EXERCISE TASK
Reproduce all of the entries below, substituting "central" for every occurrence of "innermost" and leaving everything else unchanged. Omit the pictures from your answer.

DATASET EXTRACT
===============

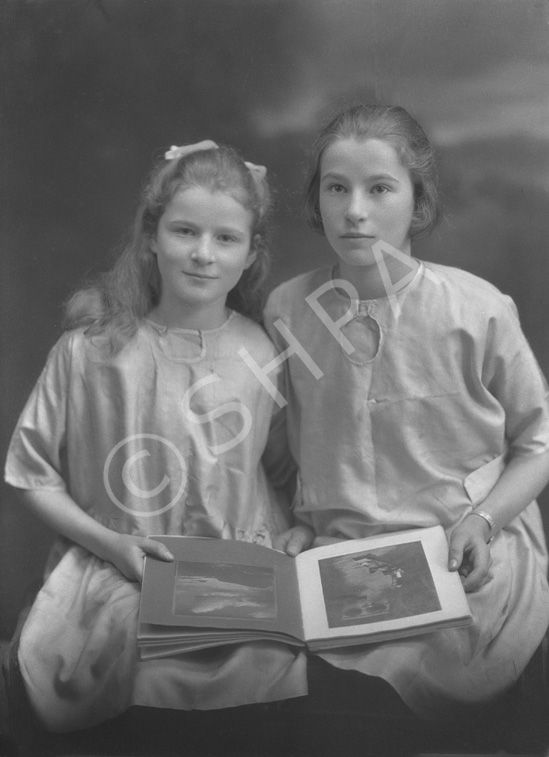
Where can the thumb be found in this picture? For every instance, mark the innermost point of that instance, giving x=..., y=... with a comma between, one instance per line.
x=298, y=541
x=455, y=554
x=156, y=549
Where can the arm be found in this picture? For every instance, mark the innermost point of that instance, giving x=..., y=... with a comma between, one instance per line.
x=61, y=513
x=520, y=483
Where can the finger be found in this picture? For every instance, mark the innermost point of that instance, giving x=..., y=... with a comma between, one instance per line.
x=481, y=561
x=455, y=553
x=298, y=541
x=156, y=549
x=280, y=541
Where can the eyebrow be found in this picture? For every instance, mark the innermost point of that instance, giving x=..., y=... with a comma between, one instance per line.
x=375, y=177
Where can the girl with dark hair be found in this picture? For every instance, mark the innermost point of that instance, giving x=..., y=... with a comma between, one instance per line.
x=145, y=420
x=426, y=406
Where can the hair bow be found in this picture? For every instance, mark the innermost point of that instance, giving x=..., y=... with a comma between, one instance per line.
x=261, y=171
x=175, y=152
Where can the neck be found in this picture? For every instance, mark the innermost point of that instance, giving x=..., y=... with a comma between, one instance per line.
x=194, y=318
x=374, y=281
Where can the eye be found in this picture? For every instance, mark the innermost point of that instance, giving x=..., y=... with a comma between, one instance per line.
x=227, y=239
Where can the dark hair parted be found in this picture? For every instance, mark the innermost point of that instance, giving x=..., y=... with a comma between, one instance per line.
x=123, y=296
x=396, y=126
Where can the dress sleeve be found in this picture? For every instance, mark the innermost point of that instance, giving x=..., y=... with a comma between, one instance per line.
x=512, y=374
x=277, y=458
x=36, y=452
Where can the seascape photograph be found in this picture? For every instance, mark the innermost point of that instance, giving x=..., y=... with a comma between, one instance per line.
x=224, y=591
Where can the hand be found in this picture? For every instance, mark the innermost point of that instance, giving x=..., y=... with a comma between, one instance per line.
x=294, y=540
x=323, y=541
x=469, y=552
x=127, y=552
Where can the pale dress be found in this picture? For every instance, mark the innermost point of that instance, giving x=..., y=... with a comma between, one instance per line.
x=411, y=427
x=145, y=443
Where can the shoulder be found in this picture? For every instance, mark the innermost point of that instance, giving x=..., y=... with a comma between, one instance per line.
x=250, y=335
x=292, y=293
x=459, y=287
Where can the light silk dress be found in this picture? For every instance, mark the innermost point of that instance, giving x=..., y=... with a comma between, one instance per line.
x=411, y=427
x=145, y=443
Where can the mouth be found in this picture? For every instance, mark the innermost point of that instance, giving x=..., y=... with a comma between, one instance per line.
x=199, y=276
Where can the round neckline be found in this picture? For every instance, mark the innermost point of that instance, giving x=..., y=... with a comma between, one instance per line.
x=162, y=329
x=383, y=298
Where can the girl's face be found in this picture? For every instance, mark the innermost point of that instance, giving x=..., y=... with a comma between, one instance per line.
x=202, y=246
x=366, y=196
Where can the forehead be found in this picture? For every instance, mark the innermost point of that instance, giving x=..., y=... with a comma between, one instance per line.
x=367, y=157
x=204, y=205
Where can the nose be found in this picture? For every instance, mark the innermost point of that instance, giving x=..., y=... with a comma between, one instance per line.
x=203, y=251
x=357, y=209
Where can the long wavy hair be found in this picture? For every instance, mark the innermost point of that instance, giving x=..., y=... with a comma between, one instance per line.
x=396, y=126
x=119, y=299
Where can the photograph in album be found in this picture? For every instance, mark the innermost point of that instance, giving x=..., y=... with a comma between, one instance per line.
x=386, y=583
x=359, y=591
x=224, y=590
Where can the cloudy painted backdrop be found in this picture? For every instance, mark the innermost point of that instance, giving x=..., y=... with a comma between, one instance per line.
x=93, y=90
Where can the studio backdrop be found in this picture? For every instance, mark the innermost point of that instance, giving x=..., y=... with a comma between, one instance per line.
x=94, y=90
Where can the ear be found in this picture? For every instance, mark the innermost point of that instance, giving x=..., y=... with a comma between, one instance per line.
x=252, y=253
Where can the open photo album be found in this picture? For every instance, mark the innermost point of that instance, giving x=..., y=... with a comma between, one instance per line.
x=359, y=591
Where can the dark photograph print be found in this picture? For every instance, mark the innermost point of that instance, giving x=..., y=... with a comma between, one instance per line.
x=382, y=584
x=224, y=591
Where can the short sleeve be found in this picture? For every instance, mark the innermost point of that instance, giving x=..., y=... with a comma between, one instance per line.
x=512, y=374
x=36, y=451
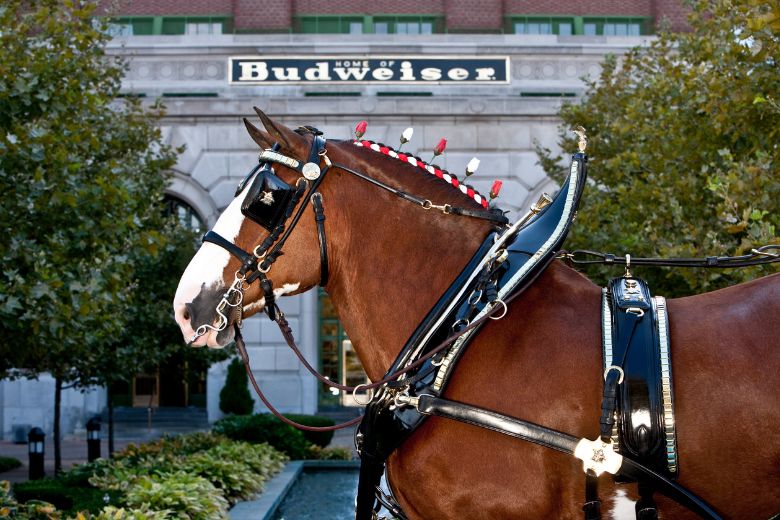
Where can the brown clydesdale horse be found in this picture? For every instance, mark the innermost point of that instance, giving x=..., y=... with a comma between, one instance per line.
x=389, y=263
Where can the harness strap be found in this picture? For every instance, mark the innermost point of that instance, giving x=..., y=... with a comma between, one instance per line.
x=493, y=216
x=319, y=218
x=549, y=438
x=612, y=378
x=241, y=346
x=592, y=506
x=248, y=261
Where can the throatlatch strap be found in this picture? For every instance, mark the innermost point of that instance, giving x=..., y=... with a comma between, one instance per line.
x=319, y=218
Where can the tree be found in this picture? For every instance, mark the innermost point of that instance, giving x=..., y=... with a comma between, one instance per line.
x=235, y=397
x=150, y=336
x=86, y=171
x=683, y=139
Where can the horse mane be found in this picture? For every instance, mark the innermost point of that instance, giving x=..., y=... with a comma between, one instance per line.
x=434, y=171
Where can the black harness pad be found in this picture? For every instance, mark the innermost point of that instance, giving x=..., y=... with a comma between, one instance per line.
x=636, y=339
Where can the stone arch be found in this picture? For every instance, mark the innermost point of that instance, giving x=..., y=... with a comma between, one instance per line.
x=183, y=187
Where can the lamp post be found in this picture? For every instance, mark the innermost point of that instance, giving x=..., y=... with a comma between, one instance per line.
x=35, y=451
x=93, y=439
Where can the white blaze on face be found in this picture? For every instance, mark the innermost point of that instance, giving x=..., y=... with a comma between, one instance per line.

===============

WRITTEN SOLUTION
Where can the thumb be found in this picture? For every instance, mark the central point of that instance, giving x=..., y=... with a comma between, one instance per line.
x=298, y=541
x=455, y=554
x=156, y=549
Where can the arm be found in this picture? For every instance, mark the central point of that instance, giving x=..., y=... with a comma between, one instance per line.
x=61, y=513
x=520, y=483
Where can the finger be found in this picture? For every instance, mark the central point of that instance, giving x=..., y=... with a comma between, one instance per line.
x=481, y=561
x=455, y=553
x=298, y=541
x=156, y=549
x=280, y=541
Where can the eyebrow be found in this picture? For every instance, mark the central point of that instance, giving x=..., y=... with a comma between, one instance per line.
x=375, y=177
Where can the girl with dark hair be found in this picture? For every instance, mark the central point of that instance, giving x=..., y=... with a comma between, one instance per line.
x=145, y=420
x=426, y=406
Where can the hair bow be found in this picture? For every instance, mark the central point of that instance, giving x=..., y=... with a comma between, one instance per line.
x=261, y=171
x=175, y=152
Where can the neck be found in this picture? For every instance, mark the central point of that instance, giving x=..., y=... with a comma between, one instance per line.
x=194, y=318
x=374, y=281
Where can the eye be found in this picture? For every instance, mark the central point of that instance, giving x=..., y=... with a comma between, one instance per line.
x=227, y=239
Where can the dark hair parted be found in this picture? For every instance, mark the central point of that instance, giving x=..., y=... with a comma between, one instance per line.
x=123, y=296
x=396, y=126
Where can the dress sleeve be found in this picture? For every instance, mark the central point of that instance, giving x=..., y=... with a comma between, one instance per line.
x=512, y=374
x=277, y=458
x=36, y=452
Where can the seascape photograph be found in this picture? For every instance, mark the central point of that instance, giving x=..., y=... with a comma between, one instance per line.
x=224, y=591
Where can the hand be found in this picture? For every instance, mark the central point of that instance, giving x=..., y=... with a comma between, one instance per line.
x=294, y=540
x=323, y=541
x=469, y=552
x=127, y=552
Where can the pale dress be found in this picture? For every instance, mark the central point of that instance, giving x=..., y=... with a comma between, one instance per line.
x=411, y=427
x=145, y=443
Where can the shoulder be found in this picture? For every instance, mark the central point of that instance, giving x=..., y=... with a comma between, one instance per line.
x=250, y=335
x=292, y=293
x=459, y=287
Where can the light silk dress be found in this picture? For every instance, mark the central point of that instance, giving x=..., y=... with a comma between, one instance per line.
x=411, y=427
x=145, y=443
Where can the mouth be found in this picture? For every instance, mark the central point of that instance, giving x=..., y=... with a comma between, one instance per line.
x=199, y=276
Where can the round neckline be found in this picture? For every instance, mark the central point of that instance, giving x=..., y=... with a comma between, one instance per line.
x=162, y=329
x=383, y=298
Where can the girl's face be found in this picture? For every instance, mark the central point of that instance, giving x=..., y=... with a comma between, one instance per line.
x=202, y=246
x=366, y=196
Where can the forehead be found in this picture? For every instance, mark the central point of that instance, giving x=..., y=... with a comma between, one instance per line.
x=367, y=157
x=204, y=205
Where can the nose be found in this picture? For every instance, mark the central point of that instance, giving x=..., y=... with a comma between, one instance per line.
x=203, y=251
x=357, y=209
Where can the long wavy hair be found in this picture? For every instance, mark the central point of that instance, giving x=..., y=... with a comma between, one instance per line.
x=396, y=126
x=119, y=299
Where can the photograph in album be found in this picture? For every instance, mark the central point of that instance, giving x=..., y=... with a comma between, one instance per line.
x=386, y=583
x=359, y=591
x=224, y=590
Where can the cloudy painted backdrop be found in this picture? For every instance, mark the central point of that instance, giving x=..., y=... with a comma between, one instance per line.
x=93, y=90
Where can the studio backdrop be found in this picture? For every instance, mark the central point of that instance, giving x=..., y=... with a comma between, one instance per line.
x=94, y=90
Where can the ear be found in this picture? For every instance, mark the central point of that instance, giving x=..., y=... with a comma between, one instance per line.
x=252, y=253
Where can the open photo album be found in this picture? For every instance, mark the central point of that instance, giving x=..., y=... with a comma between, one instance per line.
x=359, y=591
Where can the dark photograph print be found in this picture? For every instance, mark the central point of that instance, giving x=..., y=... with a comma between, one instance per line.
x=382, y=584
x=224, y=591
Where can the short sleeve be found in this picture? For every instance, mark the central point of that instance, giving x=..., y=... with a comma between, one instance per line.
x=512, y=374
x=36, y=451
Where can the brown clydesdale horse be found in this picture? For every instance, mark the central point of that instance, giving x=..., y=... with a comma between, one instance per line.
x=389, y=263
Where can the harness strap be found in this picture? For every instance, mark the central point of that instance, giving x=..., y=... with a comma between, one instance per line.
x=493, y=216
x=319, y=218
x=549, y=438
x=612, y=378
x=241, y=346
x=592, y=506
x=248, y=261
Where can the throatlatch strap be found in this picture? For every instance, mark the central point of that instance, giving x=..., y=... with a comma between, one instance per line.
x=319, y=218
Where can the tree be found in this picture? For every instance, mark the central point of that instance, giving x=..., y=... with a comma between, one instance per line.
x=235, y=397
x=150, y=336
x=86, y=171
x=683, y=139
Where can the horse mane be found in this picture? For every instance, mark the central point of that instance, giving x=..., y=... with a comma between, one instance per line.
x=434, y=171
Where can the black harness pad be found in this picture? For every instance, mark the central point of that instance, giving x=..., y=... with a comma between, one instance per line.
x=636, y=339
Where can the stone arch be found in this picture? For every instance, mark the central point of that instance, giving x=..., y=... with a comma between, one instance per line.
x=183, y=187
Where can the lamp post be found in this picture? For every instance, mark the central point of that instance, giving x=..., y=... with a comma between, one instance per line.
x=35, y=451
x=93, y=439
Where can the white blaze on face be found in this picture? For every instance, mark the central point of that instance, giving x=..., y=... with a comma between, one instance per line.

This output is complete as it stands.